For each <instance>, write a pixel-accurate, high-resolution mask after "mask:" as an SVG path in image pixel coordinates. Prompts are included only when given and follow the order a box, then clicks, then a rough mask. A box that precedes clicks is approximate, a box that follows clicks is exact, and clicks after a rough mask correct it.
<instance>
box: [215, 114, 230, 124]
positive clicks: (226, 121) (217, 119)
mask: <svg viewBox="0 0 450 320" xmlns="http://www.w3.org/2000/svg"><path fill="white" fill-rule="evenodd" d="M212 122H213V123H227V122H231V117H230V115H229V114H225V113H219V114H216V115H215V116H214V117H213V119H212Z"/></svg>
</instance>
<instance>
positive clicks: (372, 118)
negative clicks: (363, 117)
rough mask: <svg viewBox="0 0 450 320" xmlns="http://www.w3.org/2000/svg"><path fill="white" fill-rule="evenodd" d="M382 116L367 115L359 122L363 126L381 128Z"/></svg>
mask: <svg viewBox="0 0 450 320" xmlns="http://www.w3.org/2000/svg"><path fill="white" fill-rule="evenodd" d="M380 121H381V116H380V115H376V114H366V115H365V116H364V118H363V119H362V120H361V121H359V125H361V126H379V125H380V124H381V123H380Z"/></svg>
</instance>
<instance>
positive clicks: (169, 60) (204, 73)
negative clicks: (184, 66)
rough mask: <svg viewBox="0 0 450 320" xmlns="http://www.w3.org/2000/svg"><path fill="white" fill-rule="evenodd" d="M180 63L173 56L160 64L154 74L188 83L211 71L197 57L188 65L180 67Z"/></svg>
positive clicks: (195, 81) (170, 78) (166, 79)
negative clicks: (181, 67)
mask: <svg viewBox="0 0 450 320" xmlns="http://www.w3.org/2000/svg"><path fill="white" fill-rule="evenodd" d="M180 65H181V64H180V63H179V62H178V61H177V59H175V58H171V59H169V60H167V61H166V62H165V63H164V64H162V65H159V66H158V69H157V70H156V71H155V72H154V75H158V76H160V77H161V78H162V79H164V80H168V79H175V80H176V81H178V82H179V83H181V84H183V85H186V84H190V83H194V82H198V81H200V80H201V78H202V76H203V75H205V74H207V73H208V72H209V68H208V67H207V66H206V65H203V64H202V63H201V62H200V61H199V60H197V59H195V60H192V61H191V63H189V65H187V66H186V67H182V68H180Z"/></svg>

————

→ Description of the task
Line by line, print the records above exactly as they stand.

→ Response for this exercise
For each <instance>, write a pixel-accurate, high-resolution mask after "mask:" as an SVG path in image pixel coordinates. Prompts are included only when given and follow the order a box, then clicks, then a rough mask. A box that precedes clicks is approximate, a box that follows clicks is exact, and clicks after a rough mask correct it.
<instance>
box: [215, 114, 230, 124]
positive clicks: (226, 121) (217, 119)
mask: <svg viewBox="0 0 450 320" xmlns="http://www.w3.org/2000/svg"><path fill="white" fill-rule="evenodd" d="M212 122H213V123H227V122H231V117H230V115H229V114H225V113H219V114H216V115H215V116H214V117H213V119H212Z"/></svg>
</instance>
<instance>
positive clicks: (372, 118)
negative clicks: (363, 117)
rough mask: <svg viewBox="0 0 450 320" xmlns="http://www.w3.org/2000/svg"><path fill="white" fill-rule="evenodd" d="M382 116L367 115L359 122L363 126L381 128Z"/></svg>
mask: <svg viewBox="0 0 450 320" xmlns="http://www.w3.org/2000/svg"><path fill="white" fill-rule="evenodd" d="M380 121H381V116H380V115H376V114H366V115H365V116H364V118H363V119H362V120H361V121H359V125H361V126H379V125H380V124H381V123H380Z"/></svg>
</instance>
<instance>
positive clicks: (169, 60) (204, 73)
negative clicks: (184, 66)
rough mask: <svg viewBox="0 0 450 320" xmlns="http://www.w3.org/2000/svg"><path fill="white" fill-rule="evenodd" d="M180 63L173 56L160 64L154 74L188 83L211 71L197 57L188 65L180 67Z"/></svg>
positive clicks: (195, 81) (170, 78) (166, 79)
negative clicks: (181, 67)
mask: <svg viewBox="0 0 450 320" xmlns="http://www.w3.org/2000/svg"><path fill="white" fill-rule="evenodd" d="M180 65H181V64H180V63H179V62H178V61H177V59H175V58H171V59H169V60H167V61H166V62H165V63H164V64H162V65H159V66H158V69H157V70H156V71H155V72H154V75H158V76H160V77H161V78H162V79H164V80H168V79H175V80H176V81H178V82H179V83H181V84H183V85H186V84H190V83H194V82H198V81H200V80H201V78H202V76H203V75H205V74H207V73H208V72H209V68H208V67H207V66H206V65H203V64H202V63H201V62H200V61H199V60H197V59H195V60H192V61H191V63H189V65H187V66H186V67H182V68H180Z"/></svg>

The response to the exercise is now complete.